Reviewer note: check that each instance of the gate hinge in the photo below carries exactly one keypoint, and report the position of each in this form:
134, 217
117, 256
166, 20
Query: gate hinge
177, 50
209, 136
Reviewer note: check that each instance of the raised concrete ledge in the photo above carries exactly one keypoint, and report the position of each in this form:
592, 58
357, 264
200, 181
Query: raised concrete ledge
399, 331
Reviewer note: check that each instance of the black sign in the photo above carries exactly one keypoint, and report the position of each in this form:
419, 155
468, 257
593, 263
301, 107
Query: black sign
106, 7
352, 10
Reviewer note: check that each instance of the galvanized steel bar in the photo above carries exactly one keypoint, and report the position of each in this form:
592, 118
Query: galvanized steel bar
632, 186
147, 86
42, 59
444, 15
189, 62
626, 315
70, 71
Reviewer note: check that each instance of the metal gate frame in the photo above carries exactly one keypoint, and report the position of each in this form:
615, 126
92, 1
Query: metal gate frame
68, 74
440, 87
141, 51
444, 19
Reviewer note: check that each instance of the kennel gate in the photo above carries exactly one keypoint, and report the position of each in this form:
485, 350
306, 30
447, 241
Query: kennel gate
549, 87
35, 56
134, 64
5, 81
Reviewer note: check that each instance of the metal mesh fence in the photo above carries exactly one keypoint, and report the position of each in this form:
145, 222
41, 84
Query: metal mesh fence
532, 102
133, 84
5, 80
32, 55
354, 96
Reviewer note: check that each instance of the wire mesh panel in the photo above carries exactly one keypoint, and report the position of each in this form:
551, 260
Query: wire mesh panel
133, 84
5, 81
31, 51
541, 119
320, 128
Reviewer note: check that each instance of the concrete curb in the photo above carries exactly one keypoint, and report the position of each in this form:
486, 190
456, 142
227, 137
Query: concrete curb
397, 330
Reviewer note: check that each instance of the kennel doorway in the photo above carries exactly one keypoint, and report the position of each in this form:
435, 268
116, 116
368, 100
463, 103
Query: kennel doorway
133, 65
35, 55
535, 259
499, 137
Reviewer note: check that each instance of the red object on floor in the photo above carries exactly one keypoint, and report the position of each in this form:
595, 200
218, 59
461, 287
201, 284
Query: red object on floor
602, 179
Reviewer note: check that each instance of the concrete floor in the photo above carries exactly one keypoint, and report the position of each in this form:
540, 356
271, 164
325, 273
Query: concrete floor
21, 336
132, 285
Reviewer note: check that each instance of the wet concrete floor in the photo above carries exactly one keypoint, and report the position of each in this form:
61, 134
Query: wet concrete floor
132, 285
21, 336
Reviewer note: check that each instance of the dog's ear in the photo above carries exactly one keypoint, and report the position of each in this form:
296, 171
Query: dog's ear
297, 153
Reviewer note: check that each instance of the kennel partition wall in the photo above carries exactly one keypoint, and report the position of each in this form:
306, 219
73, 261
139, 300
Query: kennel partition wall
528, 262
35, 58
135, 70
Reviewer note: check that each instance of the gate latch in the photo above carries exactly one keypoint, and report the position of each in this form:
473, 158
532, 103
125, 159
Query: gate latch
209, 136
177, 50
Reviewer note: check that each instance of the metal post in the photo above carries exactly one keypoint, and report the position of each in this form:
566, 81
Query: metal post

════

# Objective:
All of the records must be repeated exactly.

# Final result:
Reviewer note: check that each instance of the gate hinge in the photo below carries exactly one keypoint, and report the position of each in this form:
134, 217
117, 256
166, 20
Query: gate hinge
177, 50
209, 136
Reviewer note: check that each instance of the raised concrete ledge in the photo above carries exactly one keypoint, and report the position of each in this form:
592, 58
357, 264
200, 181
Query: raised concrete ledge
399, 331
Reviewer note: check that each instance of the black sign in the photo above carries exactly one keypoint, and report the position of each in this form:
419, 155
468, 257
593, 263
301, 107
Query: black sign
106, 7
352, 10
Reviewer note: check that each instance of the galvanized steel bar in the photo above carries exactly one keypoint, and report the position of each in this form:
592, 118
Query: galvanized steel bar
632, 186
147, 86
42, 59
444, 15
189, 62
626, 315
70, 71
Reviewer note: check that each instance of the metal gate frame in the photo above carries exactly one keypoint, and report the position of each in this form:
615, 126
92, 1
Query: metal gate frame
68, 74
440, 87
141, 51
444, 19
Reviewer note: check that each instance of the kennel gate in the photo above carries exactly one keypoint, and report the position of each in this form:
485, 350
306, 30
447, 241
Query: kennel gate
549, 87
35, 56
134, 64
5, 81
Reviewer note: check that each instance of the metal mesh fence in the photo above carries exactly one keypoint, and report the position of each in this form:
145, 222
41, 84
Query: metal mesh fence
532, 102
133, 84
5, 80
32, 55
354, 96
Reviewer note: check that each instance of the wire mesh panel in the photo above carries exactly one keypoint, and report the position of each in this form:
551, 260
Query: wire mesh panel
133, 84
5, 81
31, 51
541, 119
320, 128
Reviewer note: check that each instance of the concrete curb in the photo above carries exactly one keypoint, and report the position of each in this form:
486, 190
456, 142
227, 137
Query: concrete curb
397, 330
Reviewer note: check that each instance of the kennel doorway in the photo above carries exactly one keypoint, and report the position of each in this form:
435, 268
116, 116
368, 100
463, 103
Query: kennel doorway
133, 65
35, 55
535, 259
499, 137
Reviewer note: check that each instance of the red object on floor in the photo above carries exactly one keypoint, and report the position of each in this form:
595, 200
218, 59
461, 287
201, 284
Query: red object on floor
602, 179
Reviewer note: check that each instance of the concrete floor in the photo above carries exactly one keypoint, and report the position of each in this form:
540, 356
271, 164
325, 273
Query: concrete floor
21, 336
132, 285
Reviewer note: check that each instance of the wet concrete floor in the photo above carries exactly one keypoint, and report the position of each in this form:
61, 134
Query: wet concrete floor
132, 285
21, 336
Reviewer note: check that each instance of the dog's ear in the photo above carries exactly one keypoint, and report the position of each in this form:
296, 171
Query: dog's ear
297, 153
Reviewer note: check that each instance of the kennel partition wall in the photo above carries exactly one keypoint, and report the position of each in this form:
306, 219
73, 261
139, 300
Query: kennel partition wall
528, 262
35, 58
135, 70
Reviewer note: check that each instance of the gate latch in the photo above carries exactly one keypoint, and report the position of each in this form:
473, 158
532, 103
125, 159
Query: gate latch
209, 136
177, 50
Reviewer note: check that each instance of the metal post in the photo above carries exactly one keypoint, and report the position of each in this form:
566, 81
Query: metal post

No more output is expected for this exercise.